**Extrait**
# # # # # # #

Le Séminaire de Sécurité du Concours Complet FEI éclaire le futur du Concours Complet

Actualité International
Cet article a été publié le : 30 janvier 2025 à 15h14
Le Séminaire de Sécurité du Concours Complet FEI éclaire le futur du Concours Complet

Crédit Photo : FEI


Comme en chaque début d’année, c’est à Lausanne que se sont réunis différents acteurs clés de la filière du Concours Complet autour du FEI Eventing Forum. Sous l’égide de l’américain David O’Connor, médaillé d’or olympique et président de la commission du CCE, plusieurs sujets d’actualité ont été soulevés au cour des deux journées : le futur de notre discipline, la place du Concours Complet aux Jeux olympiques, la sécurité, la formation des officiels…

Le futur du Concours Complet

Non sans rappeler une certaine table-ronde des Journées du Complet qui se déroulait le même week-end, David O’Connor a soulevé à Lausanne le besoin d’une vision claire, d’objectifs réalisables et d’une concentration inébranlable concernant le bien-être des chevaux afin de construire une base solide pour le futur de notre discipline. Au travers des points forts du Complet (le fort attrait des spectateurs, l’accessibilité, les normes élevées du bien-être équin et l’opportunité unique d’être au plus proche de l’action pour les spectacteurs), l’américain souligne également les enjeux de taille auxquels la discipline se doit de faire face (le continuel besoin d’une gestion de risque pour les chevaux et les cavaliers, le coût d’organisation des compétitions, la couverture médiatique restreinte en dehors de la communauté équestre, et la dépendance de la tradition dans notre sport).

# # # # # # #

(Éléments d'identification de lieux)
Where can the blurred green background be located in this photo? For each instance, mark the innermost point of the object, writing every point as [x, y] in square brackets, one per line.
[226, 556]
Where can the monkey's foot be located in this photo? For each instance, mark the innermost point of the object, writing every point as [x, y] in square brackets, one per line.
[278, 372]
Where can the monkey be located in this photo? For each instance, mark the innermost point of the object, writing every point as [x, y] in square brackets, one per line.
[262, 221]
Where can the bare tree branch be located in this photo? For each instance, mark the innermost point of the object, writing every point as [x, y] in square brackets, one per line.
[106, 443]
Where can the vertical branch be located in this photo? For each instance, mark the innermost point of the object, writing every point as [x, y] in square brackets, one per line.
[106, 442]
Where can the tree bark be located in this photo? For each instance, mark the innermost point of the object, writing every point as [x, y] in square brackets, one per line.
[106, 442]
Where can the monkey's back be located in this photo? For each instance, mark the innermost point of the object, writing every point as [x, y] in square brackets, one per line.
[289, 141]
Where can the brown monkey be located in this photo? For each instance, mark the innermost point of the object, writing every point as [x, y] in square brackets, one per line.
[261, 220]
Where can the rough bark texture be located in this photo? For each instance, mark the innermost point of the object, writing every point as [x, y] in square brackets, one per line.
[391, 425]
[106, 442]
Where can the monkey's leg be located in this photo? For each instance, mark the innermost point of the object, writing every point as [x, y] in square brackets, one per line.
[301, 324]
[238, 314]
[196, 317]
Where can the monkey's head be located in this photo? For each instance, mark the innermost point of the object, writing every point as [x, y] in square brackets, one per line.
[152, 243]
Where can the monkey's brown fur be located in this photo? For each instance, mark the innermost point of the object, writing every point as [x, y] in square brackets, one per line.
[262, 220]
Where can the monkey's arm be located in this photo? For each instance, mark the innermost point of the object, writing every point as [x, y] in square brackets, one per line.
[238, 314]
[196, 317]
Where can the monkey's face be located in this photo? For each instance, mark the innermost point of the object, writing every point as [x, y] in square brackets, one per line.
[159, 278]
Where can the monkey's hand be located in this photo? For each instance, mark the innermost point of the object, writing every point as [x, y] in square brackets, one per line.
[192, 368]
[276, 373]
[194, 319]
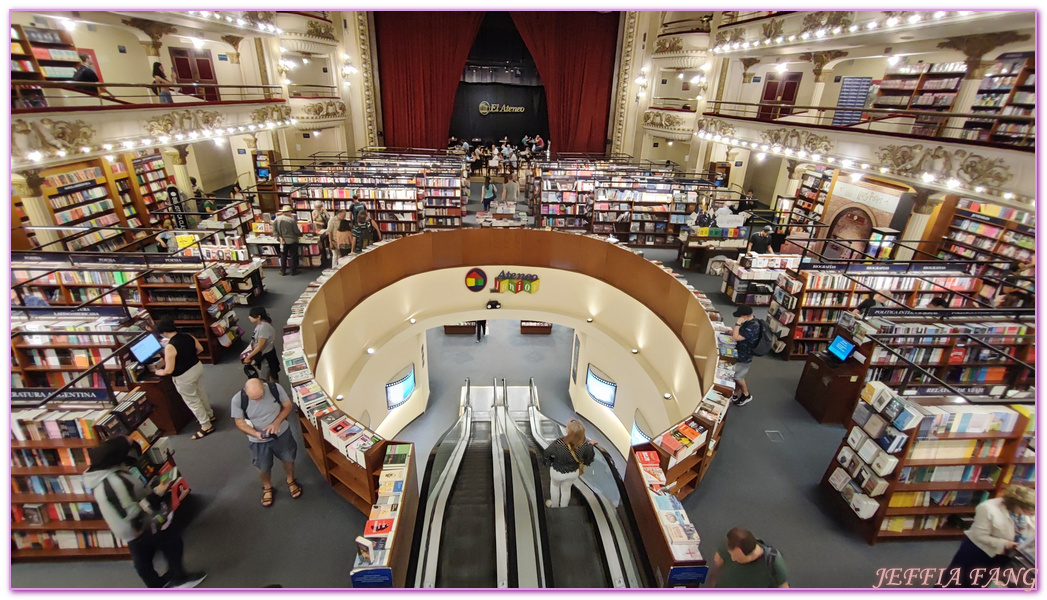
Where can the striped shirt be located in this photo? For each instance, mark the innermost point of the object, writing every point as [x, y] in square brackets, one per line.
[558, 456]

# # # # # # #

**Objet de l'exercice**
Veuillez renvoyer mot pour mot le passage de l'extrait qui commence aux mots « Non sans rappeler » et s'arrête après les mots « dans notre sport). ».

**Réponse proposée**
Non sans rappeler une certaine table-ronde des Journées du Complet qui se déroulait le même week-end, David O’Connor a soulevé à Lausanne le besoin d’une vision claire, d’objectifs réalisables et d’une concentration inébranlable concernant le bien-être des chevaux afin de construire une base solide pour le futur de notre discipline. Au travers des points forts du Complet (le fort attrait des spectateurs, l’accessibilité, les normes élevées du bien-être équin et l’opportunité unique d’être au plus proche de l’action pour les spectacteurs), l’américain souligne également les enjeux de taille auxquels la discipline se doit de faire face (le continuel besoin d’une gestion de risque pour les chevaux et les cavaliers, le coût d’organisation des compétitions, la couverture médiatique restreinte en dehors de la communauté équestre, et la dépendance de la tradition dans notre sport).